理解度チェック -
A - 本文について、次の問いにそれぞれ答えよ。
(i) 分解性の観点から、重合体はどの三つに分類されるか。
(ii) 生分解性重合体は何によって分解されるか。
(iii) 生分解性重合体は何の代替として注目を集めているか。
B - 重合体の分解性を扱った本文を、その最後の文の後から同じ文体で書き進めよ。

本文 -
▼▼▼

重合体は、分解性の観点から、難分解性重合体と、光分解性重合体と、生分解性重合体とに分類することができる。
汎用性のポリエチレン、汎用性のポリスチレン等に代表される難分解性重合体は、環境中に放出されても分解せずに残留するため、生物や人体に影響を及ぼす虞がある。
近年、環境汚染の進行に伴い、光照射により分解される光分解性重合体、酵素や微生物によって分解される生分解性重合体等、容易に分解可能な重合体の研究が盛んに行われている。
生分解性重合体は、環境、人体等に安全な重合体として年々需要が増加してきており、ポリエチレン、ポリスチレン等の汎用性の重合体の代替として注目を集めている。

▲▲▲

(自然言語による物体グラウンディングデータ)
▼▼▼

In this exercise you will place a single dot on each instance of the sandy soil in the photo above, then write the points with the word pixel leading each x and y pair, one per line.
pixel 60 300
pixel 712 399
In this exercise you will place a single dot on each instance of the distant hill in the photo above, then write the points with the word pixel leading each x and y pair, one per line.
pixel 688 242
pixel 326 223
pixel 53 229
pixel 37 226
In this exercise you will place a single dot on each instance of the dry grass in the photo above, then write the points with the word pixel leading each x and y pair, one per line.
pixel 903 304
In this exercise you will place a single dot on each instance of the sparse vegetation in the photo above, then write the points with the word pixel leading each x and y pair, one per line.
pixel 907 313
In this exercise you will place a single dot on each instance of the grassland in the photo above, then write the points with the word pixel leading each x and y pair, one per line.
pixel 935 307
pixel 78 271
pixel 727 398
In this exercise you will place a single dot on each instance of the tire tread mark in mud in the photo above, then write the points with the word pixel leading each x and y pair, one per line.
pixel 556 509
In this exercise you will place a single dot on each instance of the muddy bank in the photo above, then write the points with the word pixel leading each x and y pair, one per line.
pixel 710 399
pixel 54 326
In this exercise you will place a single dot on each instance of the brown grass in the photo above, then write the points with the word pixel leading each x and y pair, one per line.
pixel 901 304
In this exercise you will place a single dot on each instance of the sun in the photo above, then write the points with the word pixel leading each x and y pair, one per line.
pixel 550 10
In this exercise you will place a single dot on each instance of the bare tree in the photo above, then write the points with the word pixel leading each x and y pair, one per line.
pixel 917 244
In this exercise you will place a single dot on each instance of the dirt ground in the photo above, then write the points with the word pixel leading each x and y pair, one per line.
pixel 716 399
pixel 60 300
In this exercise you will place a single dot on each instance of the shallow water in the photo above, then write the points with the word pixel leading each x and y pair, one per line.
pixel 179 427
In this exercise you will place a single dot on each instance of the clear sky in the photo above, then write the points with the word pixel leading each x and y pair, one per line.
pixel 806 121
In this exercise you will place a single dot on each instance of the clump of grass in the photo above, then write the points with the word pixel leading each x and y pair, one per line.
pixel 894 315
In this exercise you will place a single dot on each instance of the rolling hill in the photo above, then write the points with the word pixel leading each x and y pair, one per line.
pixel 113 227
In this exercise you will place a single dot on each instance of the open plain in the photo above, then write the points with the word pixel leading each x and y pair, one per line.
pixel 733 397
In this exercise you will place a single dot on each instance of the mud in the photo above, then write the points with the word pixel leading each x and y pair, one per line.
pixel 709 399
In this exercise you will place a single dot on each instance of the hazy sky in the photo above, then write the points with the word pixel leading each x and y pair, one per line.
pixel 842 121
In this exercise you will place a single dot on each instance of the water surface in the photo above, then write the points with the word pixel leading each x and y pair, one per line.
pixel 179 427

▲▲▲

解答 -
A -
(i) 難分解性重合体、光分解性重合体、生分解性重合体
(ii) 酵素や微生物
(iii) ポリエチレン、ポリスチレン等の汎用性の重合体

B -
例えば、生分解性共重合体は、手術用の縫い糸等の医療材料や、除草剤等の農薬組織体として利用されており、仮に、人体や自然環境中に放置された場合においても、体内中の酵素や自然環境中の微生物等によって分解されることにより、人体又は環境への悪影響を阻止できるといった大きな利点がある。
生分解性重合体の市価は、例えば最も重要の多いポリ乳酸が約500円/kgであるように、汎用の重合体に比べても高価であるが、製造コストを低減させることによって低価格が実現されれば、さらなる需要が見込まれる。
例えば、以下の特許文献1には、この生分解性重合体の合成方法の一例として、ラクチドと、水酸基、アミノ基及びカルボキシル基から成る群から選択される少なくとも1種の反応性置換基を有するε−カプロラクトンとを開環重合することが記載されている。
しかしながら、従来の生分解性重合体の合成方法では、反応釜中の反応溶液を攪拌しながら加熱し、熱伝導により反応溶液中の分子を加熱するため、反応時間が長時間となっていた。また、このように長時間反応させることにより、熱による解重合も同時に進行し、反応時間の割に収率が低いといった問題も生じていた。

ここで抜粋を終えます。